[Entries from a collection]
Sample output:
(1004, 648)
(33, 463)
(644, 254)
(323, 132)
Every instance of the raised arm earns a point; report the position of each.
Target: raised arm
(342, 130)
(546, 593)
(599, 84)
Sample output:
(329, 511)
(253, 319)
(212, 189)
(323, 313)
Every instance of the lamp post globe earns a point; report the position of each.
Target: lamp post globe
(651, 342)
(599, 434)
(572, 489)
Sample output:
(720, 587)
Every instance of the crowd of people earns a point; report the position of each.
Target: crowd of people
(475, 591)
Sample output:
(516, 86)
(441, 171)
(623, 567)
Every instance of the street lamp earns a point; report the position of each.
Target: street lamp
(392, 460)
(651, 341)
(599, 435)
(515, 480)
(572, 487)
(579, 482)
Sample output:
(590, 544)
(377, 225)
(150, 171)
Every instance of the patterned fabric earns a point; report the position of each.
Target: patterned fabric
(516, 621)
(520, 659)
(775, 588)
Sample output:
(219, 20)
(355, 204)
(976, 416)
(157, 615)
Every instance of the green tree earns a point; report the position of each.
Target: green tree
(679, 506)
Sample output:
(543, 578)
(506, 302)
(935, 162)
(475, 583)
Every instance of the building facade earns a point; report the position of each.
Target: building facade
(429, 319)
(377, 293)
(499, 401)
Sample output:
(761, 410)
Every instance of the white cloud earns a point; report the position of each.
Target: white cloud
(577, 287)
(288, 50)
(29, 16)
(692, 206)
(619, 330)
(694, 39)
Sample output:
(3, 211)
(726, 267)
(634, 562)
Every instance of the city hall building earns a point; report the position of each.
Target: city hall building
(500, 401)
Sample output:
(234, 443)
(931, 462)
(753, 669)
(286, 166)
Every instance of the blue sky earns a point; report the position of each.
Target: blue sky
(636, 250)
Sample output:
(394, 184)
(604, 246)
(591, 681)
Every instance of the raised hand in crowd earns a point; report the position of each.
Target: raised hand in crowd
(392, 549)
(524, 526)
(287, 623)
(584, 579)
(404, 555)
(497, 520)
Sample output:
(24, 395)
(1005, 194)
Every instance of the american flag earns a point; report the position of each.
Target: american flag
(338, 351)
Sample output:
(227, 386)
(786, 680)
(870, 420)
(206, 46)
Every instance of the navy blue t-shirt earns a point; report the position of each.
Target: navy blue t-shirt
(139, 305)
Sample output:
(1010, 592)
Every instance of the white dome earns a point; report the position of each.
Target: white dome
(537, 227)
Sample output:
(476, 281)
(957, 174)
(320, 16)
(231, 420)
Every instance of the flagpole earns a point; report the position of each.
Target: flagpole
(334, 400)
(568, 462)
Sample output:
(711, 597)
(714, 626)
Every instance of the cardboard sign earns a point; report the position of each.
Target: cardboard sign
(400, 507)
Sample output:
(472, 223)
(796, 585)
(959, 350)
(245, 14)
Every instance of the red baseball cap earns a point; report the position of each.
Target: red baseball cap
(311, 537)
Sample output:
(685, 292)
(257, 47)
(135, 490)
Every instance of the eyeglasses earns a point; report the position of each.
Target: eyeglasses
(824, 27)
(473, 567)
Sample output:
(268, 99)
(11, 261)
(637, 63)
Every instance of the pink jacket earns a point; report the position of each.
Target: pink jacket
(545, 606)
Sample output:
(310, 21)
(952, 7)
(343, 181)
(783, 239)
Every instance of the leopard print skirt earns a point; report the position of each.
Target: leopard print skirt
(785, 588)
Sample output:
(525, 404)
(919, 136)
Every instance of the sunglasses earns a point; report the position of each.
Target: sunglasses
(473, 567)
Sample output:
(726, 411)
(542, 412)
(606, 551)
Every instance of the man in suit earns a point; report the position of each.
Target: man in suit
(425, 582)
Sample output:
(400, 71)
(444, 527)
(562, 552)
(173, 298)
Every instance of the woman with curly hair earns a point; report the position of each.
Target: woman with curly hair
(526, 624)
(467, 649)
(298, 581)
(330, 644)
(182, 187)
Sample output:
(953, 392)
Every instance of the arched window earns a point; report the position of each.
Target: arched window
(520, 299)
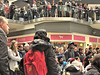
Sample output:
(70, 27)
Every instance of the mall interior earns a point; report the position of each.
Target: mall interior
(65, 21)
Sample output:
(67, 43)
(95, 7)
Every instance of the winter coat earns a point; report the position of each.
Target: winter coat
(72, 70)
(13, 59)
(41, 45)
(22, 53)
(92, 71)
(3, 54)
(69, 54)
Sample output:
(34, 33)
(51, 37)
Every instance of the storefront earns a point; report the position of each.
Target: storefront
(61, 39)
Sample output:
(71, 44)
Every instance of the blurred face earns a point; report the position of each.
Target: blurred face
(21, 48)
(56, 49)
(61, 61)
(71, 46)
(67, 0)
(75, 49)
(60, 0)
(27, 48)
(15, 44)
(4, 26)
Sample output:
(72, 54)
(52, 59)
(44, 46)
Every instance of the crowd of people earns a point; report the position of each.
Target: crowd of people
(76, 61)
(69, 59)
(46, 9)
(41, 58)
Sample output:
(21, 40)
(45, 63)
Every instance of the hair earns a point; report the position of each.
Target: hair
(2, 19)
(13, 48)
(96, 62)
(41, 34)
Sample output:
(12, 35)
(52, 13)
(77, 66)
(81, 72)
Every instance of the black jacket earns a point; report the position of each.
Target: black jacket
(72, 70)
(69, 54)
(3, 54)
(92, 71)
(41, 45)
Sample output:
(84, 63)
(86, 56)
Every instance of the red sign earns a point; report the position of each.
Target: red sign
(61, 37)
(98, 40)
(8, 40)
(93, 39)
(24, 39)
(79, 38)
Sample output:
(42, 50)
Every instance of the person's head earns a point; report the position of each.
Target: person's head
(60, 0)
(90, 53)
(75, 49)
(41, 34)
(49, 3)
(98, 51)
(71, 45)
(4, 24)
(80, 4)
(56, 49)
(73, 1)
(13, 46)
(13, 3)
(80, 50)
(28, 5)
(96, 61)
(60, 59)
(78, 64)
(53, 1)
(72, 59)
(67, 0)
(20, 47)
(65, 47)
(86, 50)
(8, 4)
(90, 48)
(76, 4)
(78, 59)
(26, 47)
(34, 2)
(61, 50)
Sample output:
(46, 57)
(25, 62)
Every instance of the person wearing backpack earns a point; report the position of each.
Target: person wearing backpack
(40, 60)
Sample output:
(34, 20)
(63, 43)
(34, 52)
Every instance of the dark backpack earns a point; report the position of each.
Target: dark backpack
(34, 63)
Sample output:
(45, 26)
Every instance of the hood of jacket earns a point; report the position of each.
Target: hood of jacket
(40, 45)
(72, 68)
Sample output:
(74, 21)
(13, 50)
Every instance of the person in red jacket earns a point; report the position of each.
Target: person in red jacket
(46, 46)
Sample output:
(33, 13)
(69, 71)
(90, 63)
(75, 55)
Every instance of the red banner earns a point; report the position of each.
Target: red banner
(98, 40)
(79, 38)
(25, 39)
(21, 39)
(61, 37)
(93, 39)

### Task brief:
Find every line in the data above that contains the string "eyeglasses" and copy each one. Matching is case-sensitive.

### Exercise answer:
Every instance of the eyeglasses earns a point; report the position of each.
Target: eyeglasses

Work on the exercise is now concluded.